WORK INSTRUCTIONS:
**a.** Condense the paragraph of the film-production text that begins "The filmmakers constructed 227 puppets" into a short bulleted list that keeps its main facts.
**b.** Answer these questions using the film-production text below:
(i) How many puppets did the filmmakers construct for the characters?
(ii) According to Selick, how many times did Burton come up over the two years of production?
(iii) In which film was the stop motion figurine of Jack Skellington reused, and in what role?
**c.** Write a continuation of the film-production text below, picking up after its final sentence.

SELECTION:
►
Elfman found writing the film's songs as "one of the easiest jobs I've ever had. I had a lot in common with Jack Skellington." Caroline Thompson still had yet to be hired to write the screenplay. With Thompson's screenplay, Selick stated, "there are very few lines of dialogue that are Caroline's. She became busy on other films and we were constantly rewriting, reconfiguring and developing the film visually." The work of Ray Harryhausen, Ladislas Starevich, Edward Gorey, Charles Addams, Jan Lenica, Francis Bacon and Wassily Kandinsky influenced the filmmakers. Selick described the production design as akin to a pop-up book. In addition, Selick stated, "When we reach Halloween Town, it's entirely German Expressionism. When Jack enters Christmas Town, it's an outrageous Dr. Seuss-esque setpiece. Finally, when Jack is delivering presents in the 'Real World', everything is plain, simple and perfectly aligned."
On the direction of the film, Selick reflected, "It's as though [Burton] laid the egg, and I sat on it and hatched it. He wasn't involved in a hands-on way, but his hand is in it. It was my job to make it look like "a Tim Burton film", which is not so different from my own films." When asked on Burton's involvement, Selick claimed, "I don't want to take away from Tim, but he was not in San Francisco when we made it. He came up five times over two years, and spent no more than eight or ten days in total." Walt Disney Animation Studios contributed with some use of second-layering traditional animation. Burton found production somewhat difficult because he was directing Batman Returns and in pre-production of Ed Wood.
The filmmakers constructed 227 puppets to represent the characters in the movie, with Jack Skellington having "around four hundred heads", allowing the expression of every possible emotion. Sally's mouth movements "were animated through the replacement method. During the animation process, [...] only Sally's face 'mask' was removed in order to preserve the order of her long, red hair. Sally had ten types of faces, each made with a series of eleven expressions (e.g. eyes open and closed, and various facial poses) and synchronised mouth movements."
The stop motion figurine of Jack Skellington was reused in James and the Giant Peach (also directed by Selick) as a dead pirate captain.
The owners of the franchise have undertaken an extensive marketing campaign of these characters across many media. In addition to the Haunted Mansion Holiday at Disneyland Park featuring the film's characters, Jack Skellington, Sally, Pyjama Jack and the Mayor were made into Bendies figures, while Jack and Sally even appear in fine art. Moreover, Sally was made into an action figure and a Halloween costume. Jack is also the titular character in the short story "Tim Burton's The Nightmare Before Christmas: Jack's Story".
◄
RECORDED INFORMATION:
►
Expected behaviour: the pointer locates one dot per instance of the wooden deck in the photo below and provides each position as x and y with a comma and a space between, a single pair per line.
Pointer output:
◄
ANSWERS FOR THIS EXERCISE:
**a.**
- 227 puppets were built for the characters.
- Jack Skellington had "around four hundred heads," so he could express every possible emotion.
- Sally's mouth movements were animated by the replacement method.
- Only Sally's face "mask" was removed during animation, so her long red hair stayed in order.
- Sally had ten types of faces. Each came with a series of eleven expressions and synchronized mouth movements.

**b.**
(i) 227 puppets.
(ii) Five times.
(iii) James and the Giant Peach, as a dead pirate captain.

**c.**
Oddly enough, Jim Edwards actually contends that "Tim Burton's animated movie The Nightmare Before Christmas is really a movie about the marketing business. The movie's lead character, Jack Skellington, the chief marketing officer (CMO) for a successful company decides that his success is boring and he wants the company to have a different business plan."
- "This is Halloween"
- "Jack's Lament"
- "What's This?"
- "Town Meeting Song"
- "Jack's Obsession"
- "Kidnap the Sandy Claws"
- "Making Christmas"
- "The Oogie Boogie Song"
- "Sally's Song"
- "Poor Jack"
- "The Finale"
The film's soundtrack album was released in 1993 by Walt Disney Records. For the film's 2006 re-release, a special edition of the soundtrack was released, featuring a bonus disc which contained covers of five of the film's songs by Fall Out Boy, Panic! at the Disco, Marilyn Manson, Fiona Apple, and She Wants Revenge. Four original demo tracks by Elfman were also included.
In celebration of the film's 15th anniversary, on September 30, 2008, Disney released a cover album titled Nightmare Revisited, featuring artists such as Amy Lee, Flyleaf, Korn, Rise Against, Plain White T's, and the All-American Rejects.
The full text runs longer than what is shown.